### What the exercise asks
In the post about the trip from Jekyll Island to Cumberland Island, how much water does the boat draw?

### Extracted text

··········

Tuesday, May 7, 2013

Jekyll Island to Cumberland Island, In Photos

Yesterday was a picture perfect day.  It was in the mid-sixties, the wind was less than ten knots out of the west, and it was sunny.  We couldn't have a better day for our trip from our beloved Golden Isles to Cumberland Island.  While it was sad to leave Brunswick Landing Marina and our friends there, Pam knew there would be horses at the end of the day, and that made it better.

We took a load of photos to share.  Here you are.

Shrimp boats as we leave Brunswick Landing Marina.

A freighter on its way into port.

Our Scot friends Geoff and Linda taking pics of us from the old bridge.

Daymarker 19 on Jekyll Creek.  We plowed a furrow in the bottom only two hours after high tide, and we draw five feet.  We would later hit bottom in the Cumberland River, where the buoy colors change sides.  We bumped.  A hard bump.

Keep the green buoy to port.

Towing the Whaler.

Homemade sailboat.  Looks kind of skinny.

Laughing Gulls were swarming behind Drift Away.  Maybe we looked like a fishing boat.

A Friggin' Pelican.

Olivia looking for birds.

Nope.  No idea.  A car-type boat wash?

Just as we arrived at Cumberland Island, horses!

If you don't have your own boat, you can buy a ticket on the Cumberland Princess.

Drift Away at anchor.  Only the second time in three years that we've been on the hook.  Now that the Whaler runs, we need to do more of this.

The river walk on Cumberland

Pileated Woodpecker.

A wild horse.  Doesn't look so wild to me.

As a matter of fact, they seemed downright friendly.  They  took as much of an interest in the dogs as the dogs did to them.

The Dungeness ruins.  We'll visit here again tomorrow, and more pics and info then.

Female turkey.

Crabs can be right or left handed.  These guys must have thought they were looking in a mirror.

Doe.  A deer.  A female deer.

OK, everyone.   Awwwww........

The road back to Seacamp went on into infinity.

Our anchor neighbor.

Last night's sunset.  It's not the Golden Isles, but it's pretty nice.



  1. Dave, that frame structure is part of the Kings Bay submarine base degaussing facility. If you'd gotten up real close, some of the nice swabbies would have mosied out to meet you and explain things to you. Lots of things.

··········

### Dataset content
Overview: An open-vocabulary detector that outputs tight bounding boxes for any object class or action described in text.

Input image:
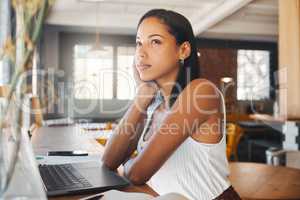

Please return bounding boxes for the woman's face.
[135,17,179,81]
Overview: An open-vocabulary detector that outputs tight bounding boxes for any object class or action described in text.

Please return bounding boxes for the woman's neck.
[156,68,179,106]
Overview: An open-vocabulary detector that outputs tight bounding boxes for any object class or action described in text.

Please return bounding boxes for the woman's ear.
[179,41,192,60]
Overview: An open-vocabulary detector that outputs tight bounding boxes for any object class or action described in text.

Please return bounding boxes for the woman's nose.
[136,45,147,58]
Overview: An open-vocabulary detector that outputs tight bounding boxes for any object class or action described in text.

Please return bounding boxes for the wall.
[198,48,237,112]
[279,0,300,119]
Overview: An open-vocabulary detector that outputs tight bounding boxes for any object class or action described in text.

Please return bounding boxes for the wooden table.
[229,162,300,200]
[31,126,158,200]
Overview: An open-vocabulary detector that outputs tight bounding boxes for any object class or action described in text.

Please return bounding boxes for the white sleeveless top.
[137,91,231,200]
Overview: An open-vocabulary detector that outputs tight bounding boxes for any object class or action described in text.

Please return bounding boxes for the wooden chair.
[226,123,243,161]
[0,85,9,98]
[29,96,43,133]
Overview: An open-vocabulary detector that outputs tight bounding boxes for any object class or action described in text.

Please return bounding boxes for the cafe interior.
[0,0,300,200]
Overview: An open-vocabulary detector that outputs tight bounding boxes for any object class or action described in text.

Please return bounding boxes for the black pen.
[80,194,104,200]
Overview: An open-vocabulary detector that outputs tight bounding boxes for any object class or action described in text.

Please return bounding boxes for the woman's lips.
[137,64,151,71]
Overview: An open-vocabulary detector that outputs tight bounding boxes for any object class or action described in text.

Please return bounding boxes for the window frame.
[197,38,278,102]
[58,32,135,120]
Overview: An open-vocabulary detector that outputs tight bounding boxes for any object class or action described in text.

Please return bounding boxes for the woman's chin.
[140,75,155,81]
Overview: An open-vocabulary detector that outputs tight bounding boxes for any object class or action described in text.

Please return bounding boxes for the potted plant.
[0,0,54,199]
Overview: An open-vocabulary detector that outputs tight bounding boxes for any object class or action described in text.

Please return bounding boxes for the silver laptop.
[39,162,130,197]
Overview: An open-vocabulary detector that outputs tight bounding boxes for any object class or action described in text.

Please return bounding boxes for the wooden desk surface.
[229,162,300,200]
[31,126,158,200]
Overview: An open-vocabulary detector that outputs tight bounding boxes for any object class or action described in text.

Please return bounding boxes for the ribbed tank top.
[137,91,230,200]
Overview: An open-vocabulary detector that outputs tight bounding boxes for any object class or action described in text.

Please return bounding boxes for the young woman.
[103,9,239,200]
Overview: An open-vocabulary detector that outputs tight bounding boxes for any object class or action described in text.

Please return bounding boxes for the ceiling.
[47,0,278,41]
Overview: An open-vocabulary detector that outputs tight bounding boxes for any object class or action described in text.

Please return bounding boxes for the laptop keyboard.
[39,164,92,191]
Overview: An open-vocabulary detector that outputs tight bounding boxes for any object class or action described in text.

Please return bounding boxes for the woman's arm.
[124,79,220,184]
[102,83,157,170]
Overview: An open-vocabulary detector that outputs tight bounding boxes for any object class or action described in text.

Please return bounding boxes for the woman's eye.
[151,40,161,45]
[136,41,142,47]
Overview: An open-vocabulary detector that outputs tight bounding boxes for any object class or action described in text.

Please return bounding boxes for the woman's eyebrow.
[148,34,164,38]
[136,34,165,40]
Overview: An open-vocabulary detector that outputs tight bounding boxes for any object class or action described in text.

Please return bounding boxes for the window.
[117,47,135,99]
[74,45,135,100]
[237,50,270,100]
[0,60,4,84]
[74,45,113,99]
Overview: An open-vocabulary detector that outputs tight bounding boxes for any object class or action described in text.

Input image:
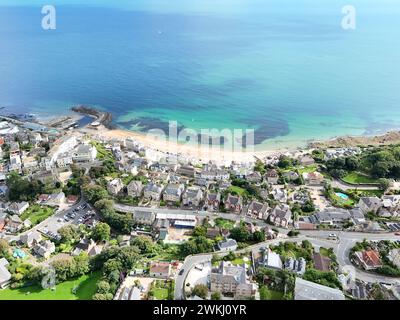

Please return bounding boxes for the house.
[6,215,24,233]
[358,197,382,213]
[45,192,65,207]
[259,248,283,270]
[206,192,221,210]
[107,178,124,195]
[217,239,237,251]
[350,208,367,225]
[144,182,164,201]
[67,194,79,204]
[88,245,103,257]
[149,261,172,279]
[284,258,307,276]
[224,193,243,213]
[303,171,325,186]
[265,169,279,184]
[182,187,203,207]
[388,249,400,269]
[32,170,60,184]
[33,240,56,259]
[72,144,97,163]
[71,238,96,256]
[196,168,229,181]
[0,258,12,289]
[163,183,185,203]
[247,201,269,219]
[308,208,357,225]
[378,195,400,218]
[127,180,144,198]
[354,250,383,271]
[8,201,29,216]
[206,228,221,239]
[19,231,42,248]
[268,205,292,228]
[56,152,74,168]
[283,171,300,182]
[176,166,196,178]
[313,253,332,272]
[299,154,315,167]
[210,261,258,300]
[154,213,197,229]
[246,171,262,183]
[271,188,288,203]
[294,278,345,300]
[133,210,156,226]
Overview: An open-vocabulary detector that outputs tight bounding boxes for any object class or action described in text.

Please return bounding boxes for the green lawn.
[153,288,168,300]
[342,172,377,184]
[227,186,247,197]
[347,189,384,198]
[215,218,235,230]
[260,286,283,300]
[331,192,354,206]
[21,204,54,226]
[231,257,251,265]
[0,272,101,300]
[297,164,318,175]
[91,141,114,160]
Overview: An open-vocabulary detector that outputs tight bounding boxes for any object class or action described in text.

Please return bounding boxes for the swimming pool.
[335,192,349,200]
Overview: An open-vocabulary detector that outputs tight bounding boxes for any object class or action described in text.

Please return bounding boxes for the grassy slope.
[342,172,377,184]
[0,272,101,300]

··········

### Written response
Five feet.